▸ Required action
In your copy, include no images, and write out every entry below exactly as it stands.

******

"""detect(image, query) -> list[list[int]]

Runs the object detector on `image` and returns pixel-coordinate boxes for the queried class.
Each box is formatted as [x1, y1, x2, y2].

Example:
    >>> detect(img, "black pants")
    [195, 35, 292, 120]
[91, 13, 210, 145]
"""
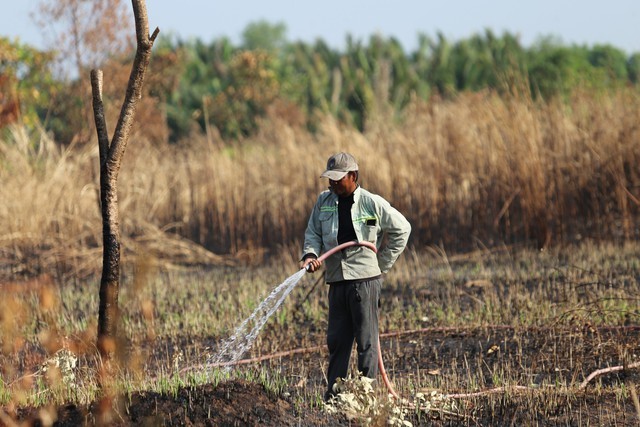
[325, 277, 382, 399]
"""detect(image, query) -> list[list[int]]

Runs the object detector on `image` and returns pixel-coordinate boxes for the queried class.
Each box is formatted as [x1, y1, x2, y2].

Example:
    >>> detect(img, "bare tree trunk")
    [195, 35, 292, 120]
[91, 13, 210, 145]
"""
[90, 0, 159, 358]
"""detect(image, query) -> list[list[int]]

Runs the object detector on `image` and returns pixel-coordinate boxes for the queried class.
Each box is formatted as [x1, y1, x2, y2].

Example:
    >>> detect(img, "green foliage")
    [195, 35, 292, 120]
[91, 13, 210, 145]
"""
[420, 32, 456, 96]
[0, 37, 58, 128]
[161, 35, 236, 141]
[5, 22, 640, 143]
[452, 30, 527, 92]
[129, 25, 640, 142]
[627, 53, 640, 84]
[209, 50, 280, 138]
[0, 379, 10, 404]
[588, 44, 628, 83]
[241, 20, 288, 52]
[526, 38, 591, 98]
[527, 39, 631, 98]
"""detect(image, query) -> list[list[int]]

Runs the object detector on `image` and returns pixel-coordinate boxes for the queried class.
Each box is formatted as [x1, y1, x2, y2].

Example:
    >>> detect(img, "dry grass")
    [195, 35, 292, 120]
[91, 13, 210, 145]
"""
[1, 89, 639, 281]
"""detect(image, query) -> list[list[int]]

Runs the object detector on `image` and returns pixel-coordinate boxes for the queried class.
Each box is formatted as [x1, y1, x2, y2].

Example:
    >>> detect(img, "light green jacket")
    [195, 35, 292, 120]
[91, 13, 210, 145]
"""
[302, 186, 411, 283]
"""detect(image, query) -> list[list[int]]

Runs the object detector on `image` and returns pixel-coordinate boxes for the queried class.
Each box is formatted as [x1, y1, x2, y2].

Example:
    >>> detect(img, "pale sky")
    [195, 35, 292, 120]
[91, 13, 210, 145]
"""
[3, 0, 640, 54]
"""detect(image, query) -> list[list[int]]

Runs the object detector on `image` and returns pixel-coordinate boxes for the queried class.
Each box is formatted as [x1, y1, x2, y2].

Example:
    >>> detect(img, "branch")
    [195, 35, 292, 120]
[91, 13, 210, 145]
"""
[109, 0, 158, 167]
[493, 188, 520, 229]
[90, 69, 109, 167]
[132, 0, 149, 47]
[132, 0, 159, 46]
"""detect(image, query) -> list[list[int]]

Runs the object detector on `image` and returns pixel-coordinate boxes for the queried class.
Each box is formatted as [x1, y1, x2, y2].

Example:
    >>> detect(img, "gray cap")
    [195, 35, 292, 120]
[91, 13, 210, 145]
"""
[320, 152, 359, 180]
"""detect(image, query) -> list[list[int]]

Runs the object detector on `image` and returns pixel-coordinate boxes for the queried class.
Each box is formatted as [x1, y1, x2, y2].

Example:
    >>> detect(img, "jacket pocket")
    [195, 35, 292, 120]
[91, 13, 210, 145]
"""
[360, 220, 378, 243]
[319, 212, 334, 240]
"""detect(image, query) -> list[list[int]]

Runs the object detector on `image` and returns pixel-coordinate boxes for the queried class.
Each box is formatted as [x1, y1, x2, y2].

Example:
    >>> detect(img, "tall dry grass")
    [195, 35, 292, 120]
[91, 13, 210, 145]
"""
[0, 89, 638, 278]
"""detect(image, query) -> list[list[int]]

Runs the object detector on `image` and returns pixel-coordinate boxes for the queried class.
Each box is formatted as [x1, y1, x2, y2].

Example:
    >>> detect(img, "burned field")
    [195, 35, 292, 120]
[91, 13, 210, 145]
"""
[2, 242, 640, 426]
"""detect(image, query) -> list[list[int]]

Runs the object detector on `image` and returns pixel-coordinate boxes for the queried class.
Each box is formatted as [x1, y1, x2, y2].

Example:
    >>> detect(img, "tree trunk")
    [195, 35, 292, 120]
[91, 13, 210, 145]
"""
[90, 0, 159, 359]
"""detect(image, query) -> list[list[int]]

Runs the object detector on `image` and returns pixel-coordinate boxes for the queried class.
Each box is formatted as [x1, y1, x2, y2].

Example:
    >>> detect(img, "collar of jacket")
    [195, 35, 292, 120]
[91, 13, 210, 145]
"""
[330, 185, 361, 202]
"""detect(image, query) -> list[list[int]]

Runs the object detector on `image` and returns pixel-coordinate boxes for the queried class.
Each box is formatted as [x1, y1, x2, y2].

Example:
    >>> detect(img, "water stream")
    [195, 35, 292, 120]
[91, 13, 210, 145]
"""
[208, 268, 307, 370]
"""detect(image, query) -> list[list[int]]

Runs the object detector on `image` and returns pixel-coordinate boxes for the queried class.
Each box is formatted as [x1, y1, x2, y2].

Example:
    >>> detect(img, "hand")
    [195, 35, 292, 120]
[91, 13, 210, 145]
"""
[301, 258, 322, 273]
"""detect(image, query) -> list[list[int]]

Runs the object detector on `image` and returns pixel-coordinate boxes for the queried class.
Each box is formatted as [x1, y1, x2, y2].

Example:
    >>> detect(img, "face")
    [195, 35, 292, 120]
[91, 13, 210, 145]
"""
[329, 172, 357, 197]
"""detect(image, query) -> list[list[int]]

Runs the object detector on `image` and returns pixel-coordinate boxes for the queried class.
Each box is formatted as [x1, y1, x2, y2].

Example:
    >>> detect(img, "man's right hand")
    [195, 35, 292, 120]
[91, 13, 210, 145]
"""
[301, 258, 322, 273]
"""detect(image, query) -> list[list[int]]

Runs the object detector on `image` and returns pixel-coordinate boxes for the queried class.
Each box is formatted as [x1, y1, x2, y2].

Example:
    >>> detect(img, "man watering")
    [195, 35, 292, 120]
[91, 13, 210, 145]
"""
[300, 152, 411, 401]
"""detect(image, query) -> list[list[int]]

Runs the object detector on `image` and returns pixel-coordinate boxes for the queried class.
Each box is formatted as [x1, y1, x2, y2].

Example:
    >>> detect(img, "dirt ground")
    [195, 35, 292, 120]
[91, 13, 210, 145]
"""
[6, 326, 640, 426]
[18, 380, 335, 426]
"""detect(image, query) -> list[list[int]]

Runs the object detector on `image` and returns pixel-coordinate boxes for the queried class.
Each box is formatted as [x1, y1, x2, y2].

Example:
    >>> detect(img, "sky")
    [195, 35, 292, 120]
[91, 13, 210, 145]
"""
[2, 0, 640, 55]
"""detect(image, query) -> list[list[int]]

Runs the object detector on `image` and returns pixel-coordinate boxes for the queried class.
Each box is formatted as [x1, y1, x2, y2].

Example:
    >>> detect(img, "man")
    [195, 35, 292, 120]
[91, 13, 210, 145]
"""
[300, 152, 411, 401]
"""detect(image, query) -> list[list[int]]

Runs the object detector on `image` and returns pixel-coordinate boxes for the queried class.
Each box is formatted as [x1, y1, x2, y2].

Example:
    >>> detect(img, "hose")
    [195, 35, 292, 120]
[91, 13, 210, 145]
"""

******

▸ Written solution
"""detect(image, query) -> list[list[int]]

Runs the object detector on `image` and returns pixel-coordinate boxes for the queried class.
Each box is formatted as [x1, y1, x2, y2].

Example:
    >>> detect(img, "black pants")
    [195, 35, 292, 120]
[91, 13, 210, 145]
"""
[325, 277, 382, 399]
"""detect(image, query) -> list[list[int]]

Runs the object detector on `image` and returns pixel-coordinate boxes for the queried class.
Each box is formatted as [x1, y1, x2, y2].

Example:
    >>> detect(img, "bare tree trunk")
    [195, 35, 292, 120]
[91, 13, 210, 145]
"""
[90, 0, 159, 358]
"""detect(image, query) -> list[list[int]]

Runs the object detector on `image` and returns pixel-coordinate boxes for the queried class.
Each box is formatted as [x1, y1, x2, y2].

Example:
    >>> detect(img, "green foliage")
    [195, 35, 292, 120]
[91, 13, 210, 145]
"""
[420, 32, 456, 96]
[0, 37, 58, 128]
[161, 35, 236, 141]
[5, 22, 640, 143]
[452, 30, 527, 92]
[129, 25, 640, 142]
[627, 53, 640, 84]
[209, 50, 280, 138]
[0, 379, 10, 404]
[588, 44, 628, 83]
[241, 20, 288, 52]
[526, 38, 591, 98]
[527, 39, 631, 98]
"""detect(image, query) -> list[list[int]]

Runs the object detector on `image` and returns pixel-coordinate boxes for the queried class.
Each box is formatted as [x1, y1, x2, y2].

Example:
    >>> detect(img, "dry grass")
    [195, 35, 292, 120]
[91, 13, 210, 145]
"""
[1, 89, 639, 281]
"""detect(image, query) -> list[list[int]]

Runs the object detector on `image` and returns pixel-coordinate boxes for the queried class.
Each box is formatted as [x1, y1, x2, y2].

Example:
    >>> detect(img, "light green jacket")
    [195, 35, 292, 120]
[91, 13, 210, 145]
"""
[302, 186, 411, 283]
"""detect(image, query) -> list[list[int]]

Runs the object detector on `image` and returns pixel-coordinate boxes for the queried class.
Each box is formatted as [x1, y1, x2, y2].

Example:
    >>> detect(img, "pale sky")
    [195, 35, 292, 120]
[91, 13, 210, 145]
"""
[3, 0, 640, 54]
"""detect(image, query) -> list[list[int]]

Runs the object detector on `image` and returns pixel-coordinate boxes for the queried class.
Each box is formatted as [x1, y1, x2, y2].

Example:
    >>> detect(img, "branch")
    [195, 35, 292, 120]
[91, 13, 210, 145]
"""
[109, 0, 158, 167]
[493, 188, 520, 229]
[90, 69, 109, 167]
[132, 0, 149, 47]
[132, 0, 159, 46]
"""detect(image, query) -> list[list[int]]

Runs the object detector on `image` and returns pixel-coordinate boxes for the queried class.
Each box is formatted as [x1, y1, x2, y2].

Example:
    >>> detect(img, "gray cap")
    [195, 35, 292, 120]
[91, 13, 210, 145]
"""
[320, 152, 359, 180]
"""detect(image, query) -> list[list[int]]

Runs the object detector on `image` and returns pixel-coordinate boxes for the queried class.
Each box is formatted as [x1, y1, x2, y2].

Example:
    >>> detect(img, "jacket pocket")
    [195, 35, 292, 120]
[91, 13, 210, 145]
"""
[360, 220, 378, 243]
[319, 212, 334, 240]
"""detect(image, query) -> list[list[int]]

Runs the object detector on `image` and returns pixel-coordinate boxes for the queried class.
Each box is formatted as [x1, y1, x2, y2].

Example:
    >>> detect(img, "tall dry grass")
    [195, 35, 292, 120]
[91, 13, 210, 145]
"""
[0, 89, 638, 278]
"""detect(image, query) -> list[list[int]]

Runs the object detector on `image` and returns pixel-coordinate boxes for the queried class.
Each box is formatted as [x1, y1, x2, y2].

Example:
    >>> detect(img, "burned field")
    [195, 35, 292, 120]
[91, 13, 210, 145]
"""
[2, 242, 640, 426]
"""detect(image, query) -> list[list[int]]

Runs the object detector on `image` and returns pixel-coordinate boxes for the queried class.
Each box is formatted as [x1, y1, x2, y2].

Example:
    >>> detect(img, "tree trunk")
    [195, 35, 292, 120]
[91, 13, 210, 145]
"""
[90, 0, 159, 359]
"""detect(image, query) -> list[list[int]]

Runs the object detector on `image` and returns pixel-coordinate boxes for the queried class.
Each box is formatted as [x1, y1, x2, y2].

Example:
    >>> detect(img, "collar of jacket")
    [195, 35, 292, 120]
[91, 13, 210, 145]
"""
[330, 185, 361, 202]
"""detect(image, query) -> list[list[int]]

Runs the object detector on `image` and returns pixel-coordinate boxes for the queried class.
Each box is formatted as [x1, y1, x2, y2].

Example:
    >>> detect(img, "water stream")
    [195, 35, 292, 120]
[91, 13, 210, 145]
"""
[208, 268, 307, 370]
"""detect(image, query) -> list[list[int]]

Runs the object detector on `image` and returns pixel-coordinate boxes for the queried class.
Each box is formatted as [x1, y1, x2, y2].

Example:
    >>> detect(img, "hand")
    [195, 35, 292, 120]
[91, 13, 210, 145]
"""
[301, 258, 322, 273]
"""detect(image, query) -> list[list[int]]

Runs the object detector on `image` and returns pixel-coordinate boxes for the queried class.
Each box is formatted as [x1, y1, x2, y2].

Example:
    >>> detect(img, "face")
    [195, 35, 292, 120]
[91, 13, 210, 145]
"""
[329, 172, 357, 197]
"""detect(image, query) -> list[list[int]]

Runs the object detector on `image` and returns pixel-coordinate boxes for the queried class.
Each box is formatted as [x1, y1, x2, y2].

Example:
    >>> detect(img, "man's right hand")
    [195, 35, 292, 120]
[91, 13, 210, 145]
"""
[301, 258, 322, 273]
"""detect(image, query) -> list[list[int]]

Runs the object detector on `image` and returns pixel-coordinate boxes for the queried class.
Each box is formatted as [x1, y1, x2, y2].

Example:
    >>> detect(img, "man watering")
    [195, 35, 292, 120]
[91, 13, 210, 145]
"""
[300, 152, 411, 401]
"""detect(image, query) -> list[list[int]]

Runs the object detector on `image` and returns pixel-coordinate boxes for the queried class.
Each box is formatted as [x1, y1, x2, y2].

Example:
    >>> detect(img, "dirt ground")
    [195, 35, 292, 120]
[91, 13, 210, 145]
"""
[6, 326, 640, 426]
[18, 380, 335, 426]
"""detect(image, query) -> list[list[int]]

Runs the object detector on `image` and returns pixel-coordinate boxes for the queried class.
Each box is formatted as [x1, y1, x2, y2].

Example:
    >>> detect(img, "sky")
    [195, 35, 292, 120]
[91, 13, 210, 145]
"""
[2, 0, 640, 55]
"""detect(image, query) -> list[list[int]]

Runs the object detector on `image` and returns pixel-coordinate boxes for the queried class.
Each box is formatted as [x1, y1, x2, y2].

Example:
    >>> detect(img, "man")
    [195, 35, 292, 120]
[91, 13, 210, 145]
"""
[300, 152, 411, 401]
"""detect(image, query) -> list[list[int]]

Runs the object detector on `image` and returns pixel-coordinate boxes for the queried class.
Each box is formatted as [x1, y1, x2, y2].

Example:
    >>> detect(img, "hose")
    [195, 35, 292, 120]
[91, 13, 210, 145]
"""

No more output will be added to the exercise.